**** RECORD EXCERPTS ****

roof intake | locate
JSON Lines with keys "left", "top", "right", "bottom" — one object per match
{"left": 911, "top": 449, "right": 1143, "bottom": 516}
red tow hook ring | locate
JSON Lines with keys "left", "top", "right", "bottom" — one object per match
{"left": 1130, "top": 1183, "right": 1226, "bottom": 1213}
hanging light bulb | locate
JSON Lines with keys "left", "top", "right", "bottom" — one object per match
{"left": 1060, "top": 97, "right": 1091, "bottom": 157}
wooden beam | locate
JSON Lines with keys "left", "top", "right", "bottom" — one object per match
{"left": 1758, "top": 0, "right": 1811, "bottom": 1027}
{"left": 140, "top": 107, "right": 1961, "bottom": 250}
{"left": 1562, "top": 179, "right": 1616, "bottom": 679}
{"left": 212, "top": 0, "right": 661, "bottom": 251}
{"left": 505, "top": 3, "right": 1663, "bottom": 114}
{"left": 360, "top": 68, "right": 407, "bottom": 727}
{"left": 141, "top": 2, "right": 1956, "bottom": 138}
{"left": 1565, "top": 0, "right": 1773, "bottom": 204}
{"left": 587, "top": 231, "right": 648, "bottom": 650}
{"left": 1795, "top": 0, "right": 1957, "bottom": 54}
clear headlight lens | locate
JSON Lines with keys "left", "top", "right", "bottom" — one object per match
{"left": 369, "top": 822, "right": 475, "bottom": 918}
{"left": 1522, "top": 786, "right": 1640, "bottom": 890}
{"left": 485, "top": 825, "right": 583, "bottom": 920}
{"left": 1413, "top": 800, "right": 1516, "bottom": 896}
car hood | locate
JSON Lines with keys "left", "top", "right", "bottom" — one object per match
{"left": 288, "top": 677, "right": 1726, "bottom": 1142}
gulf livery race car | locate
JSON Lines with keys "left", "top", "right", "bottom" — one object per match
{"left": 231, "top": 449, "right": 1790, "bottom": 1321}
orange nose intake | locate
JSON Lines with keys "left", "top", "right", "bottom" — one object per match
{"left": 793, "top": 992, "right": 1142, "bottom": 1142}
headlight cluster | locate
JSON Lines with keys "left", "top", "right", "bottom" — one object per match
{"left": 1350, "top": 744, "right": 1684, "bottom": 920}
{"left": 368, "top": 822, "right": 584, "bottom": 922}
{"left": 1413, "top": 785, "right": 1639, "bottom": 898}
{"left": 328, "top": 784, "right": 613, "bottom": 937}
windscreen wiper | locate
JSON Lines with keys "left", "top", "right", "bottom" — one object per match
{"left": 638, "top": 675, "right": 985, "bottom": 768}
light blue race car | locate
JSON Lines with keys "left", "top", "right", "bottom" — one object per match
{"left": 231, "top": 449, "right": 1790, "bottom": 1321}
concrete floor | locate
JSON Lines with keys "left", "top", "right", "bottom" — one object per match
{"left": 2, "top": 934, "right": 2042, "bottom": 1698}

****

__ACTIVITY__.
Transcribe all of the records above without altering anything.

__RESULT__.
roof intake | locate
JSON Lines with keys "left", "top", "right", "bottom" — one object per match
{"left": 911, "top": 449, "right": 1143, "bottom": 516}
red tow hook ring | locate
JSON Lines with keys "left", "top", "right", "bottom" — one object per match
{"left": 1130, "top": 1183, "right": 1226, "bottom": 1213}
hanging light bulb | locate
JSON Lines with keys "left", "top", "right", "bottom" — one object per match
{"left": 1060, "top": 97, "right": 1091, "bottom": 157}
wooden beam | locate
JSON Lines with keys "left", "top", "right", "bottom" — one object per match
{"left": 1758, "top": 0, "right": 1811, "bottom": 1027}
{"left": 140, "top": 107, "right": 1961, "bottom": 250}
{"left": 1562, "top": 179, "right": 1616, "bottom": 679}
{"left": 212, "top": 0, "right": 661, "bottom": 251}
{"left": 505, "top": 3, "right": 1663, "bottom": 114}
{"left": 360, "top": 68, "right": 407, "bottom": 727}
{"left": 141, "top": 2, "right": 1956, "bottom": 138}
{"left": 1565, "top": 0, "right": 1773, "bottom": 204}
{"left": 587, "top": 231, "right": 648, "bottom": 650}
{"left": 1795, "top": 0, "right": 1957, "bottom": 54}
clear headlight lens | locate
JSON Lines with keys "left", "top", "right", "bottom" — one object per match
{"left": 369, "top": 822, "right": 475, "bottom": 918}
{"left": 1522, "top": 786, "right": 1640, "bottom": 890}
{"left": 485, "top": 825, "right": 583, "bottom": 920}
{"left": 1413, "top": 800, "right": 1516, "bottom": 896}
car hood | locate
JSON Lines with keys "left", "top", "right", "bottom" — one object per match
{"left": 288, "top": 677, "right": 1726, "bottom": 1142}
gulf livery race car | locate
JSON Lines with keys "left", "top", "right", "bottom" — one object per match
{"left": 231, "top": 449, "right": 1790, "bottom": 1321}
orange nose intake | locate
JSON Lines with keys "left", "top", "right", "bottom" — one object per match
{"left": 793, "top": 992, "right": 1142, "bottom": 1142}
headlight cluster | locate
JSON Lines with keys "left", "top", "right", "bottom" — one object per match
{"left": 1350, "top": 744, "right": 1684, "bottom": 920}
{"left": 368, "top": 822, "right": 584, "bottom": 922}
{"left": 1413, "top": 785, "right": 1639, "bottom": 898}
{"left": 328, "top": 784, "right": 613, "bottom": 937}
windscreen wiper | locate
JSON Lines with keys "left", "top", "right", "bottom" — one object per match
{"left": 638, "top": 675, "right": 985, "bottom": 768}
light blue race car | locate
JSON Lines with keys "left", "top", "right", "bottom" — one object per match
{"left": 231, "top": 449, "right": 1790, "bottom": 1321}
concrete floor | locate
JSON Lines with keys "left", "top", "right", "bottom" — one object per match
{"left": 2, "top": 934, "right": 2042, "bottom": 1698}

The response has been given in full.